--- Source passage ---

The travel has a range of 66cm, from a minimum of 86cm up to 152cm. In practice this is a sweet spot for all sorts of bikes. You quickly get to know where it’s best to clamp for the weight of the bike and the job at hand. For example, I clamp my 26kg enduro eMTB on the top tube just in front of the seatpost, as it’s a very strong part of the bike (alloy frame), and every ride I’m cleaning and lubricating the dropper post. As above, if you need more, height adaptors are available to add 100 or 150mm (4in or 6in). I found it to be just right without any additional height adaptors,and I’m 6ft tall. If you were clamping via a seatpost, you may find it too low to comfortably work on the drivetrain.

What the Remco Lift lacks is a lowering load sensor. So if you lifted the bike level, pivoted it in either direction, then lowered it again without levelling it, it’s going to try to drive the bike into the floor if bolted down, or more likely try to lift the base plate up against the bike. Either event is not good, so you need to pay attention when lowering. I got into the habit of loosening the chuck clamp before pressing down, so the bike swung back to neutral balance and if there was excess weight on one end or the other the bike pivoted flat by itself as the first wheel touched the floor. I’m not seeing a load sensor as a critical omission on Remco’s part – there are a thousand other ways to break your bike through not paying attention.

--- Problems to work on ---
- 1) Quote the part of the Remco Lift passage that opens with the words containing "The travel has" and closes with "on the drivetrain.".
- 2) From the Remco Lift passage, list every length that is given in centimeters.
Base everything on the Remco Lift passage alone.

--- Records shown ---
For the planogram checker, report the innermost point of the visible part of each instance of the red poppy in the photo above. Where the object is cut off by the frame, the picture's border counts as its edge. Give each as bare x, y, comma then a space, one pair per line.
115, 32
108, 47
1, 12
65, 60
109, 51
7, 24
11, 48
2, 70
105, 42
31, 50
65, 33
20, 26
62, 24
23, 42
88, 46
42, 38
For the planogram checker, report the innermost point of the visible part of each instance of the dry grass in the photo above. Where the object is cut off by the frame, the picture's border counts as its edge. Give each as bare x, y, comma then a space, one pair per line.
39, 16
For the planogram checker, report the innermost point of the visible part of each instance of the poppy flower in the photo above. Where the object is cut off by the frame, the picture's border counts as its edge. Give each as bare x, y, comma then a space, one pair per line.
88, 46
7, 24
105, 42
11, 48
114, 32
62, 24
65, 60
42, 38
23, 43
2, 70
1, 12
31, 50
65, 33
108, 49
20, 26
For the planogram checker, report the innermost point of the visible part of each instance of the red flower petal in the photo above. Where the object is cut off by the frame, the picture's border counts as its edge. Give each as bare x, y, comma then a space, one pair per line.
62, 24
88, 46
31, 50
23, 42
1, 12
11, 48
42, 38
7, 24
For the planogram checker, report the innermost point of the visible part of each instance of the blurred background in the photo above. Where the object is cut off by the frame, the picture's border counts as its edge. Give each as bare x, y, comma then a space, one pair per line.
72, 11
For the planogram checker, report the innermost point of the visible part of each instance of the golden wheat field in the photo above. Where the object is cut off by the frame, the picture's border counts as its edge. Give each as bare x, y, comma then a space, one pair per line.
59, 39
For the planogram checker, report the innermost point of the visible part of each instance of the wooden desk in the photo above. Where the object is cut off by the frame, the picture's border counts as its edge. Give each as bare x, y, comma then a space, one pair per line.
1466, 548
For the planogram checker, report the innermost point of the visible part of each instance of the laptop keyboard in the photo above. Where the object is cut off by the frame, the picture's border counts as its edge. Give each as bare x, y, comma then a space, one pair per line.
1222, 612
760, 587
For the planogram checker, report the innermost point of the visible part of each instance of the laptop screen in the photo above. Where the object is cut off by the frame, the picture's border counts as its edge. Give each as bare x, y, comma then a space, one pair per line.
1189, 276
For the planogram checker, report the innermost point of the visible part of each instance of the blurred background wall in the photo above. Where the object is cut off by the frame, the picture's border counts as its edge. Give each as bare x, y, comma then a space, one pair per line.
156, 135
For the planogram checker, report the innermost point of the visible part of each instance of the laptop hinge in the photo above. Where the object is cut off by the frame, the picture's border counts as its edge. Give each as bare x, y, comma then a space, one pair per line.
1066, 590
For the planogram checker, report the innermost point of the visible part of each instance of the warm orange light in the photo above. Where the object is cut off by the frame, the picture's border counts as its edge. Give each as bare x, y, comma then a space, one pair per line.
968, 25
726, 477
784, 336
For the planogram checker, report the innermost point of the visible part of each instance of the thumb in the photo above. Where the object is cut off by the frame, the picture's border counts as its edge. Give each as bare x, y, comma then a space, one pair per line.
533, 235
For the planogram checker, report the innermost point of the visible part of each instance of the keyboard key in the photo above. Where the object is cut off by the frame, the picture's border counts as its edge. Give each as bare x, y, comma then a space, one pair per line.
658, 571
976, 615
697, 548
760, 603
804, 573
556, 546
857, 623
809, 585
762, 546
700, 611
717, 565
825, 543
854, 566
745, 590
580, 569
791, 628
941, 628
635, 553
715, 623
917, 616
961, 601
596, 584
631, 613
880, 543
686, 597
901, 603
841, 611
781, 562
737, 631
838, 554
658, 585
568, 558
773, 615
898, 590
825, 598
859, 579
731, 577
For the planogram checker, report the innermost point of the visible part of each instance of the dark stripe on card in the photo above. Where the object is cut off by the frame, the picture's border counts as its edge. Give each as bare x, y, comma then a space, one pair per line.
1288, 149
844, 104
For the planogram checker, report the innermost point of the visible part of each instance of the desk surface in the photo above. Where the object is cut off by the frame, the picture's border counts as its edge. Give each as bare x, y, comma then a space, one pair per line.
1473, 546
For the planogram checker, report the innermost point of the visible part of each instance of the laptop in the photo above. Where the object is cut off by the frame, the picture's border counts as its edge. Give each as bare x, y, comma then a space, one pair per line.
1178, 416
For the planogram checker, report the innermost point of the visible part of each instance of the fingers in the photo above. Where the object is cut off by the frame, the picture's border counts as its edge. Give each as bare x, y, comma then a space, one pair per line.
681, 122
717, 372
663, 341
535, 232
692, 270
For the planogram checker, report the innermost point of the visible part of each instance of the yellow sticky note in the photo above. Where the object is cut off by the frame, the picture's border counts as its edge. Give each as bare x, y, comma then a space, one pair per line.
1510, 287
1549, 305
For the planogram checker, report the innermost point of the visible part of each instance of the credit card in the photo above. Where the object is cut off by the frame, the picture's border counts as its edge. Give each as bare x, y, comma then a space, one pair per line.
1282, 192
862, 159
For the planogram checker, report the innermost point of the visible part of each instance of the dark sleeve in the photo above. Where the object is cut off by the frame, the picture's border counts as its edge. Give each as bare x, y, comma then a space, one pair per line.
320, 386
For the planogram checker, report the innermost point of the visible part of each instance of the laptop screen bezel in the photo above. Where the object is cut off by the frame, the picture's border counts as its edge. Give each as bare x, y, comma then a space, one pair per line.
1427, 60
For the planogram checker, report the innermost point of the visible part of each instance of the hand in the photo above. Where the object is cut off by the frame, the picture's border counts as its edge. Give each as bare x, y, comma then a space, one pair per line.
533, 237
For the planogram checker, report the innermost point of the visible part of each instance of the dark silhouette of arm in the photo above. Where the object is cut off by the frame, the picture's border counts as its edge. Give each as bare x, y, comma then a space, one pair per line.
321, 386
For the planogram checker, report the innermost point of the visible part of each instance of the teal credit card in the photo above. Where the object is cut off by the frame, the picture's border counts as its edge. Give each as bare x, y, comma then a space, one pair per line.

--- Responses ---
- 1)
The travel has a range of 66cm, from a minimum of 86cm up to 152cm. In practice this is a sweet spot for all sorts of bikes. You quickly get to know where it’s best to clamp for the weight of the bike and the job at hand. For example, I clamp my 26kg enduro eMTB on the top tube just in front of the seatpost, as it’s a very strong part of the bike (alloy frame), and every ride I’m cleaning and lubricating the dropper post. As above, if you need more, height adaptors are available to add 100 or 150mm (4in or 6in). I found it to be just right without any additional height adaptors,and I’m 6ft tall. If you were clamping via a seatpost, you may find it too low to comfortably work on the drivetrain.

- 2) 66cm, 86cm, 152cm